Data taken from a collection:
=====
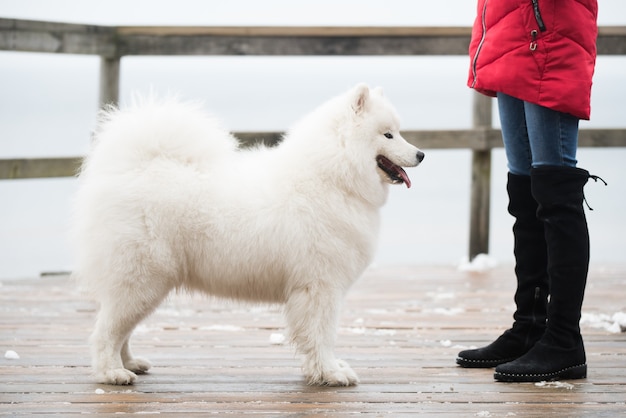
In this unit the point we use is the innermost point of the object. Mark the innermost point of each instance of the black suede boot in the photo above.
(532, 283)
(560, 353)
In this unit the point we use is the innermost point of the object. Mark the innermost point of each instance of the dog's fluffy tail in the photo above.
(152, 128)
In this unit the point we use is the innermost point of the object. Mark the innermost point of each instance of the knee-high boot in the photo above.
(531, 294)
(560, 353)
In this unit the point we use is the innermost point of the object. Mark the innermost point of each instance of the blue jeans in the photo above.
(535, 135)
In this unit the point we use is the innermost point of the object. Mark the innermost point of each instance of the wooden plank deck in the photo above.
(400, 330)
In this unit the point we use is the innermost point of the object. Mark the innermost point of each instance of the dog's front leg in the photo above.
(312, 314)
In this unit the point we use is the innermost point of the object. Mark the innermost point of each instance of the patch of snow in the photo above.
(11, 355)
(480, 264)
(277, 339)
(445, 311)
(231, 328)
(557, 384)
(615, 323)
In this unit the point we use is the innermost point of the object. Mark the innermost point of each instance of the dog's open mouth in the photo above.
(396, 174)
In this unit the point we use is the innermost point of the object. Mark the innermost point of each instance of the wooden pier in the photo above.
(401, 329)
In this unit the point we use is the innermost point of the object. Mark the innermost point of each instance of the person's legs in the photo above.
(557, 186)
(552, 137)
(529, 249)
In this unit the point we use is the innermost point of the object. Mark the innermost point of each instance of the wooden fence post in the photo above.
(109, 81)
(481, 181)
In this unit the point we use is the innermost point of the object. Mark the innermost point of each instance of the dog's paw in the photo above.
(341, 375)
(138, 365)
(116, 377)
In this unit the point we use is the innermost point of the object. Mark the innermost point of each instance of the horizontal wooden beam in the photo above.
(474, 139)
(114, 41)
(29, 168)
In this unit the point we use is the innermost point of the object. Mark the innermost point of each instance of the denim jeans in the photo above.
(535, 135)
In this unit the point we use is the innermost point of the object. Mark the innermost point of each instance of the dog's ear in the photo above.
(360, 97)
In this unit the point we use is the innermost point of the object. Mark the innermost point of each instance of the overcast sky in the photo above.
(265, 12)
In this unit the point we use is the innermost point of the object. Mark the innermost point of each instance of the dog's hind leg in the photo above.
(120, 312)
(312, 315)
(137, 365)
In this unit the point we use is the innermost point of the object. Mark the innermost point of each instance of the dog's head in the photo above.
(379, 124)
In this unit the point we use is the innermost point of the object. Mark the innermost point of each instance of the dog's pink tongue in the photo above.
(405, 177)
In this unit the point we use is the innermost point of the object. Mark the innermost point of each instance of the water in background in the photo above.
(48, 108)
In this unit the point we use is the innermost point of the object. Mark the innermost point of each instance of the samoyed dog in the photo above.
(167, 200)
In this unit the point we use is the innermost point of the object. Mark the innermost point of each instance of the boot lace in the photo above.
(594, 178)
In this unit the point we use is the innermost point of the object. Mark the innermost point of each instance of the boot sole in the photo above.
(574, 372)
(481, 364)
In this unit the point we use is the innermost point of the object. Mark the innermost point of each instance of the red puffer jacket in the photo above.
(539, 51)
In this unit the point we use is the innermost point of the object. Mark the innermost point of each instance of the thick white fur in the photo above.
(167, 200)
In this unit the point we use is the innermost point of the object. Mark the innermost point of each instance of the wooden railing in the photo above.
(111, 43)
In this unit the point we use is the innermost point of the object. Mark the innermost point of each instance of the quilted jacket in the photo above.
(540, 51)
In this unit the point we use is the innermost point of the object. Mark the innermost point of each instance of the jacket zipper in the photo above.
(538, 18)
(480, 44)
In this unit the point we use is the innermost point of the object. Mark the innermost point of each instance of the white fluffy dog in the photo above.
(167, 201)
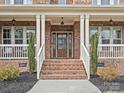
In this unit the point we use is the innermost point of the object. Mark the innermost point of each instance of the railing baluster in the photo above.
(13, 51)
(110, 51)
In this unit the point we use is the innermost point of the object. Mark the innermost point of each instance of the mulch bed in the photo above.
(116, 85)
(22, 84)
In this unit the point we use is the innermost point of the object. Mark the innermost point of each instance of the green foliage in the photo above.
(93, 52)
(8, 73)
(31, 53)
(107, 73)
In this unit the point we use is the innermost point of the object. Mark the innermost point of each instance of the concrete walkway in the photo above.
(64, 86)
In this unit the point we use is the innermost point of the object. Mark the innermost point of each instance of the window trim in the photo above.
(59, 2)
(6, 27)
(111, 33)
(13, 28)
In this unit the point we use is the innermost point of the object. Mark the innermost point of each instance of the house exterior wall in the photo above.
(114, 63)
(77, 40)
(2, 1)
(47, 39)
(76, 37)
(0, 34)
(15, 63)
(102, 23)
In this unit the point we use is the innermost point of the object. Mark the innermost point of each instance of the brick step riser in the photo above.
(53, 68)
(59, 78)
(63, 70)
(64, 73)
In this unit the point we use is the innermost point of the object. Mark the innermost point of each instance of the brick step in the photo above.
(62, 68)
(63, 72)
(45, 77)
(61, 63)
(63, 60)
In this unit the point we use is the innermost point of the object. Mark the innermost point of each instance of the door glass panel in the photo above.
(116, 35)
(54, 45)
(19, 36)
(70, 45)
(7, 36)
(62, 45)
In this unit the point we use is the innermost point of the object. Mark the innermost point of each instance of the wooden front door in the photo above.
(62, 45)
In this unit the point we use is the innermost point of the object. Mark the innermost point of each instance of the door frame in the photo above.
(51, 47)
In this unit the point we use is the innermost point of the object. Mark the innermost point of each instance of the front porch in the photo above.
(61, 41)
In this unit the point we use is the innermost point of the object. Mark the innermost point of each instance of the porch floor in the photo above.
(64, 86)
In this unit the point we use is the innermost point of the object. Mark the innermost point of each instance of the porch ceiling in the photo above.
(66, 19)
(106, 18)
(18, 18)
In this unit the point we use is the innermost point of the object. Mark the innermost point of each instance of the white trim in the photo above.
(81, 34)
(24, 35)
(12, 35)
(43, 33)
(38, 30)
(66, 32)
(87, 31)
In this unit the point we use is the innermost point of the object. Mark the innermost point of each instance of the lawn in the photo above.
(22, 84)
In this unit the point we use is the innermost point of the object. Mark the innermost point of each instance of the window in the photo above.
=====
#### EXERCISE PROMPT
Copy the data above word for word, beginning at the line that contains "step in the photo above." and continuing through the last line of the data.

#### SOLUTION TO THIS PROBLEM
In this unit the point we use is the innermost point of the object. Mark the innermost point of each instance of the brick step in the photo above.
(62, 68)
(63, 72)
(45, 77)
(61, 63)
(63, 60)
In this unit the point we use is the innermost point of the object. Mark the innermost point of each instance of the door glass panel in the photo above.
(116, 35)
(54, 45)
(19, 36)
(70, 45)
(7, 36)
(62, 45)
In this unit the point we use is the innermost point of the object. Mark the innermost point of each instance of the wooden front door in the photo above.
(62, 45)
In this unit the point we use is the innermost point of the object. Mark the innermost point of each instance of the door frame in the photo above.
(51, 47)
In this unit the point we use is the innermost point of the object. Mark the innermost point of each instance of the front porch in the photo above.
(61, 41)
In this unit the point we use is the innermost point of the object. Mark the innermost point of each instance of the porch floor in the photo above.
(64, 86)
In this unit the point we use is the innermost point of the object. Mark the innermost point of each instance of the porch ceiling in the photo above.
(66, 19)
(106, 18)
(18, 18)
In this unit the point we use is the innermost point of the object. Mark the innermost point of each instance of the white trim in the photo above.
(81, 34)
(24, 35)
(12, 35)
(43, 33)
(38, 30)
(66, 32)
(87, 31)
In this unit the point we use is the innermost point of the object. Mark the innermost point of each instance of the lawn in the photo above.
(22, 84)
In this unit the point we use is the innermost point of the object. Mark the innermost point of each instance of the window in the photo above.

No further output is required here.